Material to process
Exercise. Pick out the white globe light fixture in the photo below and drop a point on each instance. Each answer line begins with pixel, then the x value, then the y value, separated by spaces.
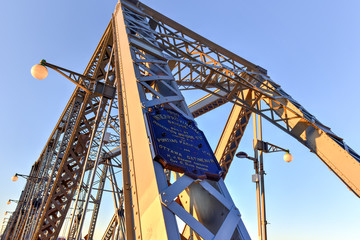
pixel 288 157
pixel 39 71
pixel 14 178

--

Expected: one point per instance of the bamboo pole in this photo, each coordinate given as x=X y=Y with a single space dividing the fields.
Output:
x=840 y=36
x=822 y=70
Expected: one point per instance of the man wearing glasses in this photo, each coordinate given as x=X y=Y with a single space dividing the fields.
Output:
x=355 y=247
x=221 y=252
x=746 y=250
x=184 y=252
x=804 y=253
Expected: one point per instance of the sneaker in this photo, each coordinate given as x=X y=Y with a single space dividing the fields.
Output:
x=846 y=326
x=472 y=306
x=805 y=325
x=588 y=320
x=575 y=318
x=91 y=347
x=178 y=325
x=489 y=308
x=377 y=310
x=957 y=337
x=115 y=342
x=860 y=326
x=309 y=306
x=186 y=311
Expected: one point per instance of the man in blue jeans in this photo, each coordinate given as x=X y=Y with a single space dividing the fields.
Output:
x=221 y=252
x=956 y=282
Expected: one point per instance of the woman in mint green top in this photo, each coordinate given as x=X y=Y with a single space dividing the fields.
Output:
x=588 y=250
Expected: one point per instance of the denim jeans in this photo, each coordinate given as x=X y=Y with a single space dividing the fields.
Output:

--

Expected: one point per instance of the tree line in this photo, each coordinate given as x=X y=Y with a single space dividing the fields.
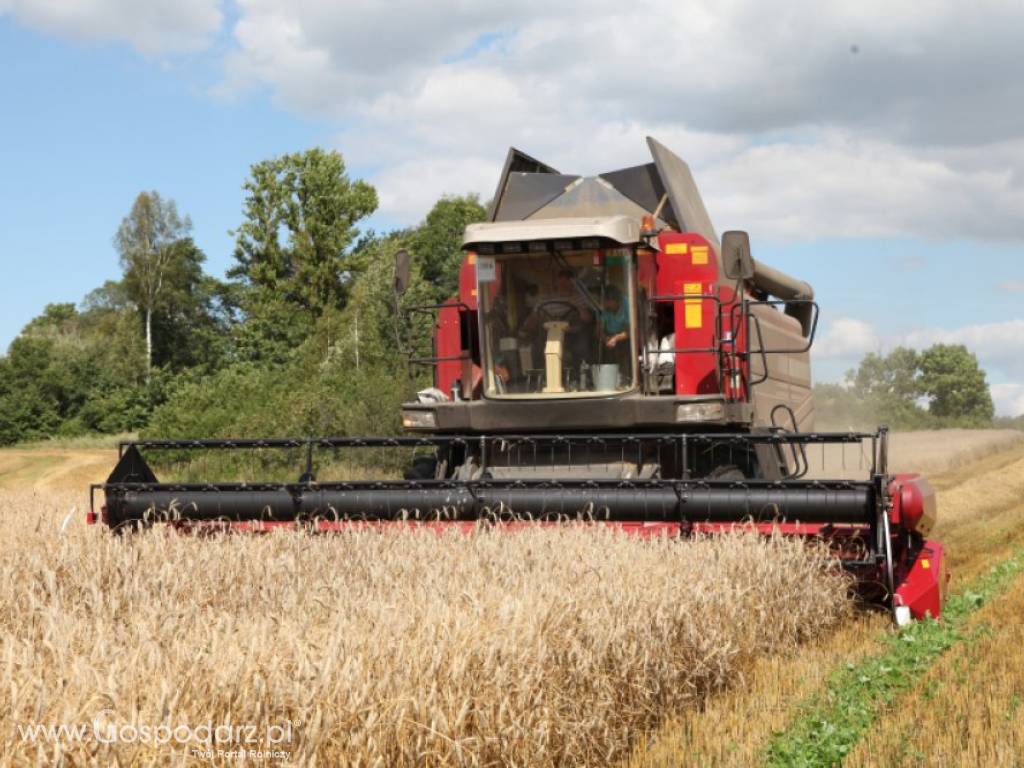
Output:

Task goal
By examining the material line by line, establish how many lines contain "jeans" and give only that number.

Response box
2